TEXT PROVIDED
=== Begin Enclosure ===

Community companion Home Program

Frequently Asked Questions for Licensees

What does the CCH Licensee do?
A CCH Licensee offers a safe and nurturing home by giving guidance, support and personal attention. The licensee plays an active role in the individual’s team and the collaborative development of a support plan. The support plan is based on the team’s knowledge of the individual’s personal challenges, strengths, skills, preferences and desired outcomes. The plan provides guidelines and specific strategies that address the person’s needs in the social, behavioral and skill areas and is designed to lead to positive lifestyle changes. Living in a home environment presents daily opportunities to acquire and use new skills. The licensee helps the individual participate in family and community activities and facilitate a relationship with the person and his/her natural family and the general community. They help the person learn and use community resources and services as well as participate in activities that are valued and appropriate for the person’s age, gender and culture. The licensee ensures that the person’s identified health and medical needs are met and comply with licensing regulations of the Connecticut Department of Developmental Services.
How are Licensees Trained?
The initial training includes an overview of disabilities, abuse & neglect prevention and reporting, CPR, infection control, program development, interacting with families, language and communication needs, medical emergency procedures and positive behavioral supports. There are also individual and team training sessions for topics that relate specifically to the person’s needs.
What is the role of the natural family?

=== End Enclosure ===

WHAT YOU WILL DO
1. Transcribe the part of the CCH licensee FAQ that runs from "The initial training" to "the natural family?".
2. Answer these questions from the CCH licensee FAQ:
(a) On what is the support plan based?
(b) With whose licensing regulations must the licensee comply?
(c) Apart from the initial training, what sessions are offered?

EXTRACTED RECORDS

=== Begin Enclosure ===

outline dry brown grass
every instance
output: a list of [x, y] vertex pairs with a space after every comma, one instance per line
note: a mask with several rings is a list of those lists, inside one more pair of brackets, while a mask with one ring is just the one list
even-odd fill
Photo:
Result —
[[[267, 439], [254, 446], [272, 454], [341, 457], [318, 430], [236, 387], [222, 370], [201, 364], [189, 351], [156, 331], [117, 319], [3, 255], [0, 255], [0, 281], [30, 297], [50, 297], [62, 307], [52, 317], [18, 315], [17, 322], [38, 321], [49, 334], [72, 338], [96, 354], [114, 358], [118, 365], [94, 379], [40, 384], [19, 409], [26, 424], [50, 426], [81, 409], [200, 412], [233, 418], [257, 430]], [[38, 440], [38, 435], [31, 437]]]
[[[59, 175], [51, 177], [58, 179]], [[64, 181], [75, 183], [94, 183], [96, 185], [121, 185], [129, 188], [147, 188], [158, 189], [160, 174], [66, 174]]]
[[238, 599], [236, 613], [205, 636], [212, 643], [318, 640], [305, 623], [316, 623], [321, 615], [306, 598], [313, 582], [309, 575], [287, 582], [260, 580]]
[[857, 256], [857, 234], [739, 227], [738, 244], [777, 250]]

=== End Enclosure ===

RESULTS IN ORDER
1.
The initial training includes an overview of disabilities, abuse & neglect prevention and reporting, CPR, infection control, program development, interacting with families, language and communication needs, medical emergency procedures and positive behavioral supports. There are also individual and team training sessions for topics that relate specifically to the person’s needs.
What is the role of the natural family?

2.
(a) The team's knowledge of the individual's personal challenges, strengths, skills, preferences and desired outcomes.
(b) The Connecticut Department of Developmental Services.
(c) Individual and team training sessions for topics that relate specifically to the person's needs.